═══ Source text

During the war Chile waived most of its claim over the Patagonia in the 1881 Chile/Argentina treaty, to ensure Argentina's neutrality. After the war, the Puna de Atacama dispute grew until 1899, since both Chile and Argentina claimed former Bolivian territories. On August 28, 1929, Chile returned the province of Tacna to Peru. In 1999, Chile and Peru at last agreed to fully implement the Treaty of Lima (1929), providing Peru with a port in Arica.
Ericka Beckman argued that during and after the war there was a rise of racial and national superiority ideas among the Chilean ruling class. Chilean historian Gonzalo Bulnes (son of president Manuel Bulnes) once wrote, "What defeated Peru was the superiority of a race and of a history". During the occupation of Tacna and Arica (1884–1929) the Peruvian people and nation were treated in racist and denigrating terms by the Chilean press.

══════
═══ Stored data

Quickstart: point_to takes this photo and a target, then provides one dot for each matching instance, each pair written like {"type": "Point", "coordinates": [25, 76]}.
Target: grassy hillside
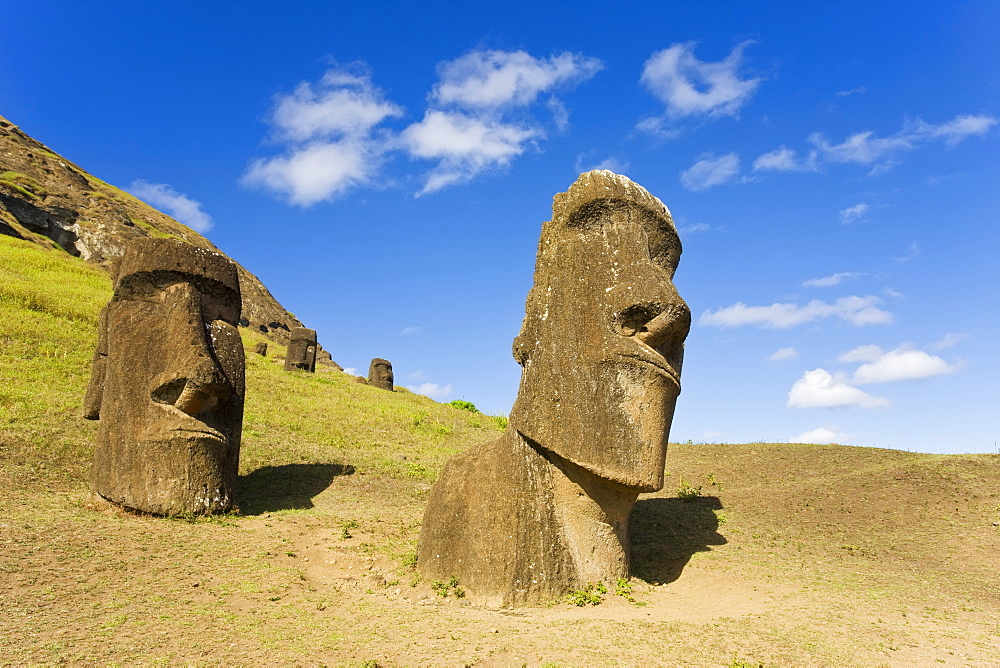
{"type": "Point", "coordinates": [755, 554]}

══════

Write out the passage above on Chile's postwar disputes with Argentina and Peru in full, word for word.

### Response to this exercise
During the war Chile waived most of its claim over the Patagonia in the 1881 Chile/Argentina treaty, to ensure Argentina's neutrality. After the war, the Puna de Atacama dispute grew until 1899, since both Chile and Argentina claimed former Bolivian territories. On August 28, 1929, Chile returned the province of Tacna to Peru. In 1999, Chile and Peru at last agreed to fully implement the Treaty of Lima (1929), providing Peru with a port in Arica.
Ericka Beckman argued that during and after the war there was a rise of racial and national superiority ideas among the Chilean ruling class. Chilean historian Gonzalo Bulnes (son of president Manuel Bulnes) once wrote, "What defeated Peru was the superiority of a race and of a history". During the occupation of Tacna and Arica (1884–1929) the Peruvian people and nation were treated in racist and denigrating terms by the Chilean press.